Naquele ano, o São Marcos registrou 1.887 casos de dengue e encabeçou a lista de bairros com maior transmissão da doença.
No comparativo com 2024, houve uma queda de 50% dos casos: até outubro o bairro teve 961 registros confirmados de dengue. E a limpeza daquela área nas margens do córrego e campanhas de conscientização estão entre os principais motivos para a redução da doença, avalia o administrador regional Grinaldo Pereira.
INSPIRAR NOVAS AÇÕES
Um dia antes de realizar a aula magna no auditório da PUC-Campinas para centenas de participantes da 1ª Semana de Desenvolvimento Territorial e Transformação Social, Jorge Melguizo, ex-secretário de Cultura Cidadã e Desenvolvimento Social de Medellín, na Colômbia, e referência mundial em urbanismo social, visitou a praça do Córrego da Lagoa, e se emocionou com o que viu.
Além desse sentimento espontâneo, transmitiu durante mais de uma hora quais medidas intersetoriais foram adotadas em Medellín, que fizeram a segunda maior cidade colombiana abandonar o estigma de uma das mais violentas nos anos 1990, até se tornar uma metrópole vibrante, segura e voltada para as pessoas.
Seu trabalho foi fundamentado no desenvolvimento através da educação e da cultura, com destaque para os parques-bibliotecas, que desempenharam um papel crucial nessa transformação social.
Durante sua fala, Melguizo destacou a necessidade de reconhecer as histórias de resiliência nas comunidades, afirmando que “as pessoas constroem verdadeiras epopeias diárias” que precisam ser visibilizadas para gerar reconhecimento e inspirar novas ações. Segundo ele, comunicar o “porquê” e o “para quê” das iniciativas é essencial para promover engajamento e significado no contexto comunitário.
O professor de Gestão Pública também ressaltou o papel de OSCs, governos e empresas na construção de uma comunicação pedagógica que valorize essas histórias e torne os territórios protagonistas de suas próprias mudanças.
CONSELHO REPRESENTATIVO
Outro importante passo dado pelo Desenvolve Amarais foi a criação de um Comitê Comunitário, composto por dez membros daquela região. O objetivo, segundo Rafael Moya, é favorecer o diálogo e o debate de forma organizada entre os moradores da região e suas lideranças sobre as necessidades daquele território e assim elencar as prioridades. O comitê foi oficializado em julho e faz parte da terceira etapa do projeto.
As reuniões são realizadas em uma sala totalmente reformada do Grupo Primavera, uma das organizações com maior representatividade na região do São Marcos.
“Fizemos o mapeamento de lideranças comunitárias e organizações populares formais ou informais no território e promovemos oficinas para propor a ideia do comitê, que agora, instalado, vai passar pelos processos de depuração, fortalecimento e consolidação”, explicou Moya.
Um segundo passo é a criação do Comitê de Governança, que terá membros do Comitê Comunitário e também contará com a participação de representantes de OSCs do território, empresas, órgãos dos governos federal, estadual e municipal, e de universidades como a Unicamp e a PUC-Campinas.

### EXTRATO DE DADOS
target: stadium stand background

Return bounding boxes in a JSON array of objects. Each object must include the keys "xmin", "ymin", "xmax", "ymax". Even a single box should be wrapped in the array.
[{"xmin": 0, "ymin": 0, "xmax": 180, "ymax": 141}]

### ATIVIDADES
1) Segundo o trecho da página, quantos membros compõem o Comitê Comunitário criado pelo Desenvolve Amarais?
2) Transcreva do trecho da página a passagem que começa em "O professor de" e vai até "etapa do projeto.", inclusive.
O material não tem relação com o trecho da página.

### RESPOSTAS POR ATIVIDADE
1) Dez membros da região.

2)
O professor de Gestão Pública também ressaltou o papel de OSCs, governos e empresas na construção de uma comunicação pedagógica que valorize essas histórias e torne os territórios protagonistas de suas próprias mudanças.
CONSELHO REPRESENTATIVO
Outro importante passo dado pelo Desenvolve Amarais foi a criação de um Comitê Comunitário, composto por dez membros daquela região. O objetivo, segundo Rafael Moya, é favorecer o diálogo e o debate de forma organizada entre os moradores da região e suas lideranças sobre as necessidades daquele território e assim elencar as prioridades. O comitê foi oficializado em julho e faz parte da terceira etapa do projeto.